TEXT SEGMENT =
════════════════════

Dotun stood and jogged to where the three lay, covering them with his SPR the entire way.  He had all three roll to their stomach so he could search them for weapons, and then allowed them to apply whatever limited first-aid they could manage.  He had already called for medivac and additional law enforcement support.

Small Man stood shakily from his kneeling position, “Do you have any idea who I am, cop?”  He sneered, wobbling side to side from blood loss and shock.

“You’re a criminal,” the Ranger calmly replied, “and you’re going to pay for your crimes.”

“Yeah, I don’t think so,” and with that, Small Man lunged.  

Dotun was caught off-guard, lulled by the man’s show of weakness.  It was clear he had been faking.  Small Man crashed into the officer’s chest, throwing him slightly off balance.  When Dotun had regained his balance a second later, Small Man was pointing Dotun’s sidearm at him with his uninjured arm.  Dang but the little weasel was fast! 

“I ain’t going to jail,” and with that, the smuggler pulled the trigger, putting two rounds into Dotun’s chest, center of mass.  

He rocked with the impact, but the combat armor he wore beneath his duster prevented any real damage.  He lifted his rifle and pointed it at the surprised fugitive, “Combat armor.  Nice try though.  Now, put down the weapon and get back on the ground.”

Small Man looked panicked for a brief moment, then an evil grin crossed his face.  “Frak you,” he lowered his head, put the gun to the back of his skull and pulled the trigger.  The medivac helicopter could be heard approaching as the lifeless body fell to the ground and Dotun looked on, stunned.
                                                           -
The dead smuggler turned out to be Danny Armstrong, son of Alex Armstrong and a member of the Colonial Congress.  Danny had been accessing his father’s computer to learn of vulnerable weapons caches.  A thorough investigation implicated Danny and his co-conspirators while clearing Congressman Armstrong of any wrongdoing.  The Congressman spoke loudly of a conspiracy to frame his son as a political ploy to smear the Congressman’s name.  He blatantly accused the Republic Rangers of murdering his son, pointing to his “execution style killing”.  

Ranger Dotun Amagawe was cleared of any wrongdoing, though was publicly reprimanded for using excessive force in capturing the smugglers.  The inquiry board accepted his story of Danny’s suicide using the officer’s weapon, though Congressman Armstrong made it his personal mission to harass Officer Amagawe at every possible turn.

════════════════════

STATED PROBLEM 1 = Summarize the story excerpt in two sentences.
STATED PROBLEM 2 = Reproduce the story excerpt from "Small Man stood" up to and including "Small Man lunged.", switching "cop" to "Ranger".
STATED PROBLEM 3 = State whether each statement agrees with the story excerpt: (a) Dotun searched the three for weapons; (b) the smuggler's shots caused Dotun serious injury; (c) the investigation implicated Congressman Armstrong. Give yes or no for each, with the deciding words quoted from the story excerpt.

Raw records

════════════════════

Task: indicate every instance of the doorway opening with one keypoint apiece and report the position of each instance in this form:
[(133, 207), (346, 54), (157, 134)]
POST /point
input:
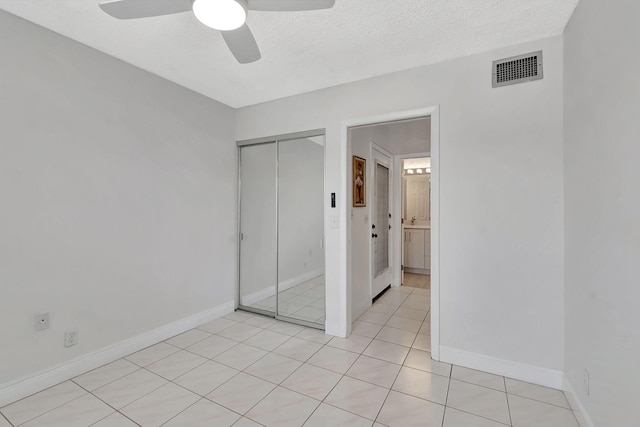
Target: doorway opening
[(376, 227), (357, 135)]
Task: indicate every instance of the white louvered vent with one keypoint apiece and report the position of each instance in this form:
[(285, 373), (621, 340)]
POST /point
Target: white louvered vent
[(517, 69)]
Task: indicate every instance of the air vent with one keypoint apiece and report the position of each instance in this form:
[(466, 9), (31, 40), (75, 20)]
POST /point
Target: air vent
[(517, 69)]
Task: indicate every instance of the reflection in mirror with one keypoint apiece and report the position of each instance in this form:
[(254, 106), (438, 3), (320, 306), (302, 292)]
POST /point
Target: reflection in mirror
[(301, 283), (258, 241)]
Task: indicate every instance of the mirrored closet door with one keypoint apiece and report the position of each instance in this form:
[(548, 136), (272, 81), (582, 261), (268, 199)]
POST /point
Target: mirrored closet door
[(281, 232)]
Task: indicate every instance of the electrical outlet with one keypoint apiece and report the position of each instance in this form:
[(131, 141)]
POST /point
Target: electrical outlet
[(42, 321), (585, 382), (71, 337)]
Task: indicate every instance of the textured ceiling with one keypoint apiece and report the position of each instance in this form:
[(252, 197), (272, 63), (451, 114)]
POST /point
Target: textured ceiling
[(303, 51)]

════════════════════

TASK SOLUTION 1 = A smuggler grabbed Ranger Dotun Amagawe's sidearm and shot him twice in the chest, but his combat armor prevented any real damage, and the smuggler then put the gun to the back of his own skull and pulled the trigger. The dead smuggler was Danny Armstrong, son of Congressman Alex Armstrong, who accused the Republic Rangers of murdering his son; Dotun was cleared of wrongdoing but publicly reprimanded for using excessive force.

TASK SOLUTION 2 =
Small Man stood shakily from his kneeling position, “Do you have any idea who I am, Ranger?”  He sneered, wobbling side to side from blood loss and shock.

“You’re a criminal,” the Ranger calmly replied, “and you’re going to pay for your crimes.”

“Yeah, I don’t think so,” and with that, Small Man lunged.

TASK SOLUTION 3 =
(a) Yes: "He had all three roll to their stomach so he could search them for weapons"
(b) No: "the combat armor he wore beneath his duster prevented any real damage"
(c) No: "clearing Congressman Armstrong of any wrongdoing"